Problem details: Please put the lines of the entries below into a JSON list of strings, one string per line with blank lines left out, starting at the very first line and ending at the line that contains "left=76, top=77, right=142, bottom=139".
========================================
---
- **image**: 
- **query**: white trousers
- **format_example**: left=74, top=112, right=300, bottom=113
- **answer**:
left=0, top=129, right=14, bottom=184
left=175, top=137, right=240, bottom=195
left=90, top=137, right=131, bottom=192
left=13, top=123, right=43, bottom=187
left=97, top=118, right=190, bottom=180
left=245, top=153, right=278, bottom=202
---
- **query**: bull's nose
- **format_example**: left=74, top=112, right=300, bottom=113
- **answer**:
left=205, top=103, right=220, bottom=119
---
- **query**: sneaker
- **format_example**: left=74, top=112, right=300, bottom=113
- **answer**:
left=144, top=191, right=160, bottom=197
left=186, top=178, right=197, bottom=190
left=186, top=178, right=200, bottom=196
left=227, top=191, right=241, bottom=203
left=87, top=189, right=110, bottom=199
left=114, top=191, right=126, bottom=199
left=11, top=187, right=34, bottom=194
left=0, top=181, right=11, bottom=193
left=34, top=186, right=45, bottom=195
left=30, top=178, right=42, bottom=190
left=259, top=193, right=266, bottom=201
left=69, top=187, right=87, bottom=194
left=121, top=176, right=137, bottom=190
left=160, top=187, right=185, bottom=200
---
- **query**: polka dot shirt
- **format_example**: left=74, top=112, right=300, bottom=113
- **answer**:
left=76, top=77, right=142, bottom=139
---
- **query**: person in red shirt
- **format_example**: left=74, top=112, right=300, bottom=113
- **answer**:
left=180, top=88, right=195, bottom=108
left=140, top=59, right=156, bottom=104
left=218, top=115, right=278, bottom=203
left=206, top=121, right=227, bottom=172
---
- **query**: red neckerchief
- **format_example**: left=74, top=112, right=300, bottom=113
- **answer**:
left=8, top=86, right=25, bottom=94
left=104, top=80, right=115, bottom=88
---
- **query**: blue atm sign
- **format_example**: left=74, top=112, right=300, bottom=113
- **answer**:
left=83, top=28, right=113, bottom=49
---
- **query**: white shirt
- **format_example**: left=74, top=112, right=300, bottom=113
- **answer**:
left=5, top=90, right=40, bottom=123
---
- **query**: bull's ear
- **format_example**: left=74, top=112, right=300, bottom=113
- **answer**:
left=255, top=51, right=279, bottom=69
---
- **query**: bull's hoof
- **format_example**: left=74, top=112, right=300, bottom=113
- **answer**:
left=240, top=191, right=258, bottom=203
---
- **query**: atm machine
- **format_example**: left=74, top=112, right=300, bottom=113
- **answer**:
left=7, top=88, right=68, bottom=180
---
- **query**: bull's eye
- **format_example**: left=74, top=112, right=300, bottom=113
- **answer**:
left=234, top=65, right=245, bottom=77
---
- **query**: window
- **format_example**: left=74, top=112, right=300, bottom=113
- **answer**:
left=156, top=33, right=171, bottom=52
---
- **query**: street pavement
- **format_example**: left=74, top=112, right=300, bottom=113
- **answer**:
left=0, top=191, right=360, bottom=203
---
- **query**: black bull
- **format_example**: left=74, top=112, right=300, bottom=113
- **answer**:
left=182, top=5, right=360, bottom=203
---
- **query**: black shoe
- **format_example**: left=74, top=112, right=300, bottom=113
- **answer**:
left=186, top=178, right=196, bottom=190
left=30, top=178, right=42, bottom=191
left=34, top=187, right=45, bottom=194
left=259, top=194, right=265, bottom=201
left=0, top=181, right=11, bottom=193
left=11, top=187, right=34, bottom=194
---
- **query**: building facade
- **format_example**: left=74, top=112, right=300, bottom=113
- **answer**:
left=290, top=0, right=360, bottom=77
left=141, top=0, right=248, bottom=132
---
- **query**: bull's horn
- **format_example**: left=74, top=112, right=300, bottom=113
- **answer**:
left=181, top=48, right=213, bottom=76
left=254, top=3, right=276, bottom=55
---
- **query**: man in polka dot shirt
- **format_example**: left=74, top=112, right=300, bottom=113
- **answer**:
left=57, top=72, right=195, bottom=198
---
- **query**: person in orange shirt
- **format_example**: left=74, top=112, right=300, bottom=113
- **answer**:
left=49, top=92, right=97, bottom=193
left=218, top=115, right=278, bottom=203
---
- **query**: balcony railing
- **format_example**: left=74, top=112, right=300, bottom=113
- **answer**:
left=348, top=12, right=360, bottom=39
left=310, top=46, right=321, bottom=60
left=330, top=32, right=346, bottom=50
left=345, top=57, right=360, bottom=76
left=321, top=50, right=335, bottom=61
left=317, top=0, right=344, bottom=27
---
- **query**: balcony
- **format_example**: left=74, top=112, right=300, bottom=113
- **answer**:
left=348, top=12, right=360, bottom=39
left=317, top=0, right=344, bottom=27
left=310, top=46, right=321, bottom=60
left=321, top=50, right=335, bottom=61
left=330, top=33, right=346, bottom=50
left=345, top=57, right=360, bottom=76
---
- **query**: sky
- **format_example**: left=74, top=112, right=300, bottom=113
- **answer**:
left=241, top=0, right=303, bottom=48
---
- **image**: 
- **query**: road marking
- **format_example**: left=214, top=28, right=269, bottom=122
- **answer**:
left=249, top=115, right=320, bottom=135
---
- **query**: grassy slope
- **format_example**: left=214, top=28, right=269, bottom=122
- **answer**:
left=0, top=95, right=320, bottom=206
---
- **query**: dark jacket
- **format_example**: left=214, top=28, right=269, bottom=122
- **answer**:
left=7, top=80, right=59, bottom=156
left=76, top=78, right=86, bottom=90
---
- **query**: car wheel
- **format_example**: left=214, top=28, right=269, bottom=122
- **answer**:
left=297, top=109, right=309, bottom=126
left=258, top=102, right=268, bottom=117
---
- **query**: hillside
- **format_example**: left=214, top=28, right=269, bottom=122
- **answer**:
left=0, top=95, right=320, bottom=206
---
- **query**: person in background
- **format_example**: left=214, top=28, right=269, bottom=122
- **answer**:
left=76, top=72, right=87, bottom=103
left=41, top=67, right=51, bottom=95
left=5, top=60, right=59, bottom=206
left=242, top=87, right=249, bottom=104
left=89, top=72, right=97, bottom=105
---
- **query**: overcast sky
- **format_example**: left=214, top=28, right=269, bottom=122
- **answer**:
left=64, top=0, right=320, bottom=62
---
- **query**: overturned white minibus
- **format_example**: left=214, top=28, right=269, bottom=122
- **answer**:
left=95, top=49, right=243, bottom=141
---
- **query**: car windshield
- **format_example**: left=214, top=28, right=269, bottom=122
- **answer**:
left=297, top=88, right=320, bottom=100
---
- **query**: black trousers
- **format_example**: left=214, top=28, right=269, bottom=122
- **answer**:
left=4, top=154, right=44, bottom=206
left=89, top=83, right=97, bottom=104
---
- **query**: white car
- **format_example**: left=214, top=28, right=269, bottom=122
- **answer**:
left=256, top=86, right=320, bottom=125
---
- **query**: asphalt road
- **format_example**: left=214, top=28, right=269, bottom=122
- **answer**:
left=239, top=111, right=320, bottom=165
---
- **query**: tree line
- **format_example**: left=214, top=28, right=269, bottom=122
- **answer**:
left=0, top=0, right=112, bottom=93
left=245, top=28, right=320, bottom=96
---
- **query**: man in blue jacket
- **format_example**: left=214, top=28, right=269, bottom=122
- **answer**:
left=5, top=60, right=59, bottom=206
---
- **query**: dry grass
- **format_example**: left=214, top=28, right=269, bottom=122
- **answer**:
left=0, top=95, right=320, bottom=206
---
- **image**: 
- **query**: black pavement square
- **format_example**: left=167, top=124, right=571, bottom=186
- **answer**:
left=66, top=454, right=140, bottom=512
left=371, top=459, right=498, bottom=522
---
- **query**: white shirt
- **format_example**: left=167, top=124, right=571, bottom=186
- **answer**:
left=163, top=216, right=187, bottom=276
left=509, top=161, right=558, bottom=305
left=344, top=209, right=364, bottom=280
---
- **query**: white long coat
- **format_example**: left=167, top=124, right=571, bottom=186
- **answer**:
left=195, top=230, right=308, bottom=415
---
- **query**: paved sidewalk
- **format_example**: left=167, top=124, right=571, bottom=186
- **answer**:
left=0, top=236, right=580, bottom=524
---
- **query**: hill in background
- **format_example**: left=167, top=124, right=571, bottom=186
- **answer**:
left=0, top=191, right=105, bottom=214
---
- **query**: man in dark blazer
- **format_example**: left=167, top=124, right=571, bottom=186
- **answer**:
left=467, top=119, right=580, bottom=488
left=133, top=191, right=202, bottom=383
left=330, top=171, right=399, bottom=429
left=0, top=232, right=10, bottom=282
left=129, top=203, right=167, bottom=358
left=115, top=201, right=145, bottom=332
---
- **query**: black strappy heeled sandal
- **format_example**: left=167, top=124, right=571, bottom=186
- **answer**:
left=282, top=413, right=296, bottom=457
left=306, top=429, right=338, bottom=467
========================================
Answer to the problem:
[
  "---",
  "- **image**: ",
  "- **query**: white trousers",
  "- **format_example**: left=74, top=112, right=300, bottom=113",
  "- **answer**:",
  "left=0, top=129, right=14, bottom=184",
  "left=175, top=137, right=240, bottom=195",
  "left=90, top=137, right=131, bottom=192",
  "left=13, top=123, right=43, bottom=187",
  "left=97, top=118, right=190, bottom=180",
  "left=245, top=153, right=278, bottom=202",
  "---",
  "- **query**: bull's nose",
  "- **format_example**: left=74, top=112, right=300, bottom=113",
  "- **answer**:",
  "left=205, top=103, right=220, bottom=119",
  "---",
  "- **query**: sneaker",
  "- **format_example**: left=74, top=112, right=300, bottom=113",
  "- **answer**:",
  "left=144, top=191, right=160, bottom=197",
  "left=186, top=178, right=197, bottom=190",
  "left=186, top=178, right=200, bottom=196",
  "left=227, top=191, right=241, bottom=203",
  "left=87, top=189, right=110, bottom=199",
  "left=114, top=191, right=126, bottom=199",
  "left=11, top=187, right=34, bottom=194",
  "left=0, top=181, right=11, bottom=193",
  "left=34, top=186, right=45, bottom=195",
  "left=30, top=178, right=42, bottom=190",
  "left=259, top=193, right=266, bottom=201",
  "left=69, top=187, right=87, bottom=194",
  "left=121, top=176, right=137, bottom=190",
  "left=160, top=187, right=185, bottom=200",
  "---",
  "- **query**: polka dot shirt",
  "- **format_example**: left=74, top=112, right=300, bottom=113",
  "- **answer**:",
  "left=76, top=77, right=142, bottom=139"
]